• EXERCISE GOAL:
An image-free, word-for-word version of the records below is to be returned.

#### DATASET EXCERPTS

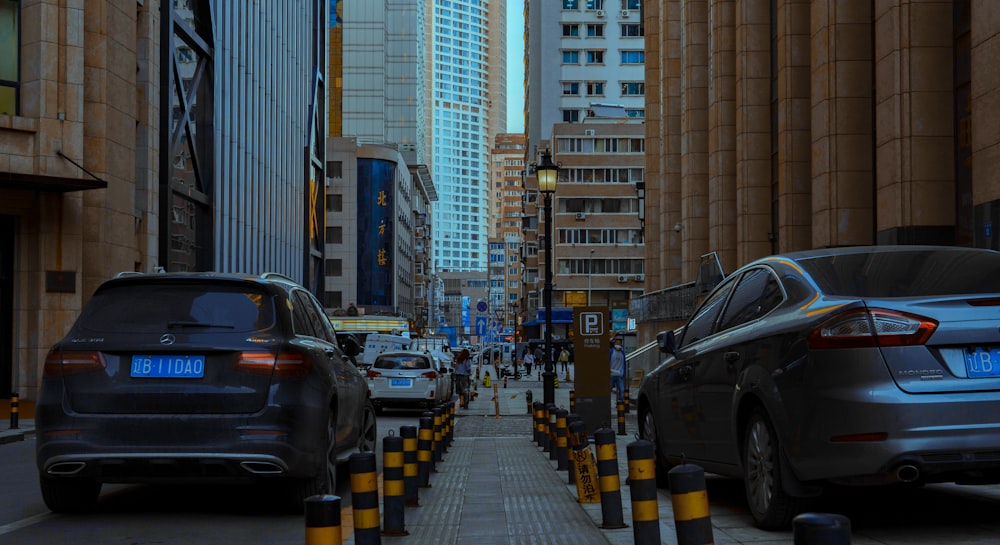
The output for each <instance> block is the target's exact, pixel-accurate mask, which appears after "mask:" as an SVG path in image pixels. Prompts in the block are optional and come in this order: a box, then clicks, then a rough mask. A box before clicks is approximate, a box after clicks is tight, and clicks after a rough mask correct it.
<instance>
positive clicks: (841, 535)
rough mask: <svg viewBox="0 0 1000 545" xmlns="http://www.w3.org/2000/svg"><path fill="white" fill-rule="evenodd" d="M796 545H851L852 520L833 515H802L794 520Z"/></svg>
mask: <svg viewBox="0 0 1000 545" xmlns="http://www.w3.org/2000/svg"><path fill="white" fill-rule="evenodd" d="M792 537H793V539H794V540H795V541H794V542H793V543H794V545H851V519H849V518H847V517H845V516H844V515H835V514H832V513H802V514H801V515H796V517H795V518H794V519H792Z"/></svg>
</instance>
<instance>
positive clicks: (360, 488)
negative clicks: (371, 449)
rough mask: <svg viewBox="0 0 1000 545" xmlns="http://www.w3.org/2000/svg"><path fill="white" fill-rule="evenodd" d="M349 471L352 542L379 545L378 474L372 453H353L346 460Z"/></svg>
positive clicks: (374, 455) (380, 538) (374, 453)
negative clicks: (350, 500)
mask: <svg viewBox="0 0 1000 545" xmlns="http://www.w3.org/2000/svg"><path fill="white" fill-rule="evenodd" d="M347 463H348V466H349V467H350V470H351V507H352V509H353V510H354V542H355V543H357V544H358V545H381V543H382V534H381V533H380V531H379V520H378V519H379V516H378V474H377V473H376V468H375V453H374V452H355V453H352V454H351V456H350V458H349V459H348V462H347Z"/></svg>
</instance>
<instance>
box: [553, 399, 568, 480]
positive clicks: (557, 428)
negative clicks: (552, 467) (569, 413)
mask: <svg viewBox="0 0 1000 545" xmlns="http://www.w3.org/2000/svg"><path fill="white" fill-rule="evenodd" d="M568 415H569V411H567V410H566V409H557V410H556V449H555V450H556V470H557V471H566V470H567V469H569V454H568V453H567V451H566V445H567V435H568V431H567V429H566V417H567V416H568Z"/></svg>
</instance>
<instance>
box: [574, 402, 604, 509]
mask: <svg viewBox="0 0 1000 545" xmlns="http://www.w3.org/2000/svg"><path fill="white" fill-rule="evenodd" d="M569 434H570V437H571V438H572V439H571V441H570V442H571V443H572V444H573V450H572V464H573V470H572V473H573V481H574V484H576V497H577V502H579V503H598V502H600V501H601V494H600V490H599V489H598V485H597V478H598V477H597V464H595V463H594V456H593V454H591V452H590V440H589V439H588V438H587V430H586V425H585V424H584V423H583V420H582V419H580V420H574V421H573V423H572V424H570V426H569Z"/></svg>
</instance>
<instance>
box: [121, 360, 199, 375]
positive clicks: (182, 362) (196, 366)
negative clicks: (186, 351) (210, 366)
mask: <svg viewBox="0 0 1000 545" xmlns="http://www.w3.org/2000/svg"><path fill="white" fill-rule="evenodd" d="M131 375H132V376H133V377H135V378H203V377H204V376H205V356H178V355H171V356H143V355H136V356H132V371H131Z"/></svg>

########

• RESPONSE TO THE TASK:
The output for each <instance> block is the target's exact, pixel-accurate mask, which appears after "mask:" as an SVG path in image pixels. Prompts in the block are optional and come in this order: a box, then clicks, then a rough mask. A box before clicks is approximate, a box after clicks is tight, and clicks after a rough mask correct it.
<instance>
positive clicks: (841, 535)
rough mask: <svg viewBox="0 0 1000 545" xmlns="http://www.w3.org/2000/svg"><path fill="white" fill-rule="evenodd" d="M796 545H851L852 520L833 515H802L794 520Z"/></svg>
mask: <svg viewBox="0 0 1000 545" xmlns="http://www.w3.org/2000/svg"><path fill="white" fill-rule="evenodd" d="M792 537H793V539H794V540H795V541H794V542H793V543H794V545H851V519H849V518H847V517H845V516H844V515H835V514H832V513H802V514H801V515H796V517H795V518H794V519H792Z"/></svg>
</instance>
<instance>
positive clicks: (360, 488)
negative clicks: (371, 449)
rough mask: <svg viewBox="0 0 1000 545" xmlns="http://www.w3.org/2000/svg"><path fill="white" fill-rule="evenodd" d="M349 471L352 542L379 545L378 474L372 453H353L346 460Z"/></svg>
positive clicks: (374, 455) (380, 538) (374, 453)
negative clicks: (350, 500)
mask: <svg viewBox="0 0 1000 545" xmlns="http://www.w3.org/2000/svg"><path fill="white" fill-rule="evenodd" d="M347 463H348V466H349V467H350V470H351V507H352V509H353V510H354V542H355V543H357V544H358V545H381V543H382V534H381V533H380V531H379V520H378V519H379V516H378V474H377V473H376V468H375V453H374V452H355V453H352V454H351V456H350V458H349V459H348V462H347Z"/></svg>
</instance>
<instance>
box: [553, 399, 568, 480]
positive clicks: (557, 428)
negative clicks: (552, 467) (569, 413)
mask: <svg viewBox="0 0 1000 545" xmlns="http://www.w3.org/2000/svg"><path fill="white" fill-rule="evenodd" d="M568 415H569V411H567V410H566V409H557V410H556V449H555V450H556V470H557V471H566V470H567V469H569V454H568V453H567V451H566V445H567V435H568V431H567V429H566V417H567V416H568Z"/></svg>
</instance>
<instance>
box: [574, 402, 604, 509]
mask: <svg viewBox="0 0 1000 545" xmlns="http://www.w3.org/2000/svg"><path fill="white" fill-rule="evenodd" d="M569 434H570V437H571V438H572V439H571V441H570V442H571V443H572V444H573V450H572V464H573V470H572V473H573V481H574V484H576V497H577V502H579V503H598V502H600V501H601V494H600V490H599V489H598V485H597V478H598V477H597V464H595V463H594V456H593V454H591V452H590V440H589V439H588V438H587V430H586V425H585V424H584V423H583V420H582V419H580V420H574V421H573V423H572V424H570V426H569Z"/></svg>
</instance>
<instance>
box: [121, 360, 199, 375]
positive clicks: (182, 362) (196, 366)
negative clicks: (186, 351) (210, 366)
mask: <svg viewBox="0 0 1000 545" xmlns="http://www.w3.org/2000/svg"><path fill="white" fill-rule="evenodd" d="M131 375H132V376H133V377H135V378H203V377H204V376H205V356H178V355H171V356H143V355H136V356H132V371H131Z"/></svg>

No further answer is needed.